Duplicate these records line for line, omitting the pictures from your answer.

** start PROVIDED RECORDS **

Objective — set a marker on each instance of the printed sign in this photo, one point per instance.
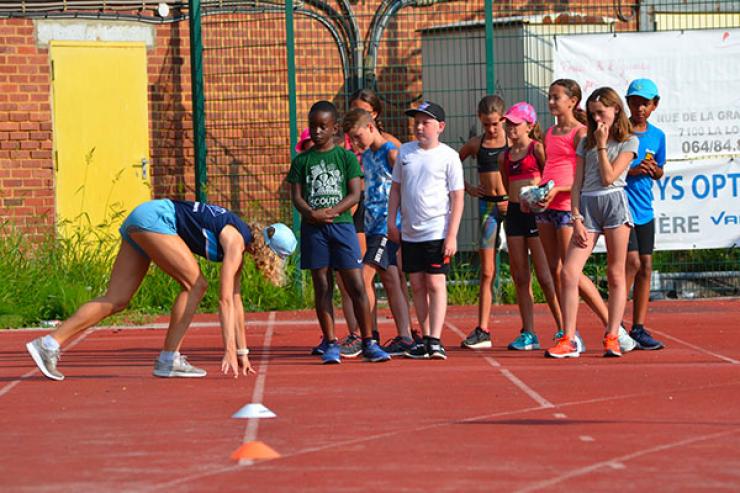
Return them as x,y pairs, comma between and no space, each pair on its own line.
697,73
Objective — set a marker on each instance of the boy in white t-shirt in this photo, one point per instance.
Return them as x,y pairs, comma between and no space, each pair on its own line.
428,185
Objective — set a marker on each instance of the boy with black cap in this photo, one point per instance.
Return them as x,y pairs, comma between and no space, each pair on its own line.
429,188
642,99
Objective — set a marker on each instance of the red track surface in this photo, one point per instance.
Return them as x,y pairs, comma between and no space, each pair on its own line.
481,421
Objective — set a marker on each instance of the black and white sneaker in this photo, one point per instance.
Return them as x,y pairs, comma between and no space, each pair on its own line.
436,350
417,351
477,339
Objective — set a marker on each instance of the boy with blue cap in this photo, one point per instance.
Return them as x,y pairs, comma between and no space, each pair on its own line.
642,99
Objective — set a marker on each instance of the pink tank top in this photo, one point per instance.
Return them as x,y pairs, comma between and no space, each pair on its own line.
560,165
524,169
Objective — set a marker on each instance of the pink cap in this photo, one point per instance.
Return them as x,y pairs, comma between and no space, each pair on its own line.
521,112
305,135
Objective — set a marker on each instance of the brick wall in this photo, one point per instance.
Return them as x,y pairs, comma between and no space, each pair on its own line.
26,174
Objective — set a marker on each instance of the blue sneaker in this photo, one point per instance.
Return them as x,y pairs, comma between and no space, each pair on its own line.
644,340
526,341
579,341
374,353
332,354
319,350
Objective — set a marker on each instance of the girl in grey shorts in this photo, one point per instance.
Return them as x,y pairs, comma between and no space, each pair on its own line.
599,206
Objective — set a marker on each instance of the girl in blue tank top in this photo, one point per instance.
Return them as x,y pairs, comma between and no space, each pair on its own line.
168,233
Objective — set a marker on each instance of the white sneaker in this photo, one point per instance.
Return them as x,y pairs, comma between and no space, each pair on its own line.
45,359
179,367
580,346
626,343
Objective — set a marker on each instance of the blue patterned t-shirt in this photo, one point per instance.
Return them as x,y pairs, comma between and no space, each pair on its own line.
377,189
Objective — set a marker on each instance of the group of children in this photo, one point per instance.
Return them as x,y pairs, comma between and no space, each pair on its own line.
595,169
592,170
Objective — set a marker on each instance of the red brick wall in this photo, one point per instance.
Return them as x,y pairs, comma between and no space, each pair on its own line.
247,162
26,174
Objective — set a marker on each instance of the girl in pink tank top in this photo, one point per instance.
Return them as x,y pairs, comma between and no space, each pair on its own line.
554,224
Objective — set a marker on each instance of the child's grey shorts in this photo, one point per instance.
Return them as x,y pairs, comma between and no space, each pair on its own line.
605,209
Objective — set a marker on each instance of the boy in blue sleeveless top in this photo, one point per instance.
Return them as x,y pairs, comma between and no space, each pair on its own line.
168,233
378,159
325,184
642,99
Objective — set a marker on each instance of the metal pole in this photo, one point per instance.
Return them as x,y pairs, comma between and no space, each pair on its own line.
490,73
198,100
292,111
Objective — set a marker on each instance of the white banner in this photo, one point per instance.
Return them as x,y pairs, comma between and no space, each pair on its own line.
697,73
696,205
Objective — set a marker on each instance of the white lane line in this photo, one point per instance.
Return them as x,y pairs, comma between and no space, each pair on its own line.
215,323
618,462
544,403
250,431
8,387
696,348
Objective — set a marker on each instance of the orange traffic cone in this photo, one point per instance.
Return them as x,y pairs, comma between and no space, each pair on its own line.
254,451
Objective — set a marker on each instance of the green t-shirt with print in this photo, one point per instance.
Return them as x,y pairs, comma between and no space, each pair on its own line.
324,176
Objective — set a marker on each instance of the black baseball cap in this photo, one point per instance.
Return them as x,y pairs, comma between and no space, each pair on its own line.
430,109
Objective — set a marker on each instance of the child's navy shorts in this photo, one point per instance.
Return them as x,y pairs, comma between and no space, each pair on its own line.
330,245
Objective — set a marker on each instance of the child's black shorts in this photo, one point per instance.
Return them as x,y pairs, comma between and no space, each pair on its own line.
425,256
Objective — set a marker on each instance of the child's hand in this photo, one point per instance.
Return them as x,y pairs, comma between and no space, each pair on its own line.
472,190
580,235
322,216
229,363
245,365
601,134
393,234
449,248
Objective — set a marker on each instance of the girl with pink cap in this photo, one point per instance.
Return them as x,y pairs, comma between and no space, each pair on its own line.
521,166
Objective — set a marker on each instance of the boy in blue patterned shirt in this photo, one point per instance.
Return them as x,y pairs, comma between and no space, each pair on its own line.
642,99
378,158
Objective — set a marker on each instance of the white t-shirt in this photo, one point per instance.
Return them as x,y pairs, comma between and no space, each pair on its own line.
426,177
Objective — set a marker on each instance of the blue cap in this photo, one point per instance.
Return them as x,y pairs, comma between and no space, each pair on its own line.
645,88
280,239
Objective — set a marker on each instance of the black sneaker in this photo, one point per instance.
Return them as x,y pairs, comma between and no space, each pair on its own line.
644,340
417,351
477,339
416,336
351,346
398,346
436,350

** end PROVIDED RECORDS **

## TASK OUTPUT
Objective — set a marker on each instance of the printed sign in this photo, one point per instance.
Return them as x,y pairs, comma between and no space, each pair on its own line.
697,73
Objective — set a marker on each instance of the boy in white t-shirt in this photo, one point per instance.
Return them as x,y pairs, comma between and no space, each pair on its own line.
428,185
Objective — set a marker on each instance of the boy with black cap in this photo, one point per instance.
Return them as x,y pairs, comma between and no space, each pair on its own line.
429,188
642,99
Objective — set a marker on each instance of the red track surface in this photo, one point per instance.
Return them as x,y pairs, comma between and no space, each pair on its own line.
481,421
Objective — set a marker on each instance of the black and white sneaker in this photo, one point per instance.
Return them as x,y pairs, comma between and no space, each pair on its own line.
436,350
417,351
477,339
Objective — set a marker on each instance of the boy with blue cap in this photo, one point per instance.
Return them as x,y pairs, comma between and no space, each pair on its own line.
642,99
Objective — set a marker on each instance of the pink tank top in this photo, one point per instance.
Return them as x,y pairs, comma between and no space, each pair on its own line.
560,165
524,169
Objective — set a marker on each instance of the pink cap in this photo, one point per instance.
Return them as x,y pairs, comma between and no space, each pair on its own line.
521,112
305,135
Objective — set a marker on each instance of the brick wall in this photo, one point per instance.
Return them as x,y pairs, comma between and no space, each pair on its own line.
26,174
Objective — set a marker on each instance of the blue sneaker in this photo, one point per instance.
Return them as x,y pairs, comma between and no space, each pair on its own line.
644,340
526,341
579,341
374,353
332,354
319,350
Objective — set a marker on each instance of the girl in grey shorts in this photo, one point per instance.
Return them as x,y pairs, comma between and no space, each pair on its own line.
599,206
Objective — set a marker on each instance of the girl in blue tank top in this photo, one point per instance.
Return them as x,y pairs, comma between and no space, each pair on its own line.
168,233
Objective — set a marker on each instance of the white sneaker in this photo, one point per instance.
Return them as x,y pairs, comma between and no space, each pair on its own line.
45,359
179,367
580,346
626,343
Objective — set a marker on each instance of the blue patterned t-shirt in this photo, one point per instance.
Return them as x,y pairs, comma between and no space, each pair on its own line.
377,189
Objective — set a marker on each instance of the group of children in this photo, one point per instance.
Return them as x,y pairs, comma between and no space, each pair on its own line.
595,169
592,170
Objective — set a marker on each instance of the red brick wall in this photo, one point per instance.
Return them as x,y pairs, comma between and no space, each pair on its own line.
247,162
26,174
Objective — set a marker on each instance of the girl in pink tank top in this photo, one point per instance.
Return them as x,y pairs, comma between and no space, each pair on its own line.
554,224
Objective — set a marker on each instance of the child's grey shorts in this photo, one point per instance.
Return them as x,y pairs, comma between and no space, each pair on its own line.
605,209
Objective — set a marker on each instance of the boy in blue sleeveless top in this photo, one point per instance.
Return them as x,y pairs, comma between and no space, each pair on its own line.
168,233
378,159
325,184
642,99
Objective — set a marker on each instance of the metal pole in this photo, one point per instance.
Return them as x,y pairs, comma between and no space, each pair on its own line.
490,73
198,100
292,111
Objective — set a marker on each instance of the white banner in this photo, one point per instance.
Return them as x,y pairs, comma between and no space, each pair on its own line.
697,73
696,205
Objective — set a marker on each instance of the white lane line in this photo, one point per instance.
Return them as x,y pairs, comma between and no space, each pair on its own line.
215,323
618,462
544,403
250,431
8,387
696,348
Objective — set a marker on each instance of the orange traffic cone in this photo, one point per instance.
Return them as x,y pairs, comma between and no space, each pair on its own line.
254,451
Objective — set a marker on each instance of the green t-shirt with print in this photo, one point per instance.
Return them as x,y pairs, comma between and no space, each pair on its own line.
324,176
Objective — set a marker on each instance of the black baseball cap in this photo, one point per instance.
Return them as x,y pairs, comma between and no space, each pair on its own line.
430,109
Objective — set a marker on each instance of the child's navy shorts in this photo, one point per instance.
Return them as x,y pairs, comma between and no space, each pair on its own line.
330,245
Objective — set a marker on each instance of the child's black shorts in this photo, one point per instance.
Return them as x,y pairs, comma between and no space, each pair on its own line.
425,256
Objective — set a marker on each instance of the child's hand in this photo, one point per instance.
Return them as x,y pairs, comma between and no space, each pair on its own line.
472,190
580,235
322,216
229,363
245,365
601,134
393,234
449,248
Objective — set a marker on each instance of the girl with pink cap in this photo, one point per instance.
Return them as x,y pairs, comma between and no space, each pair on its own line.
521,166
Objective — set a marker on each instance of the boy in blue patterned shirt in this photo, one point per instance.
Return them as x,y pairs, comma between and no space, each pair on its own line.
642,99
378,158
Objective — set a marker on each instance of the white t-shirt in this photo, one point per instance.
Return them as x,y pairs, comma between and no space, each pair on its own line.
426,177
Objective — set a marker on each instance of the blue cap in this photo, one point per instance.
Return them as x,y pairs, comma between and no space, each pair on its own line.
645,88
280,239
Objective — set a marker on each instance of the black sneaker in this photo, one point per instance.
Return them as x,y pairs, comma between and no space, each pair on its own line.
644,340
417,351
477,339
416,336
351,346
398,346
436,350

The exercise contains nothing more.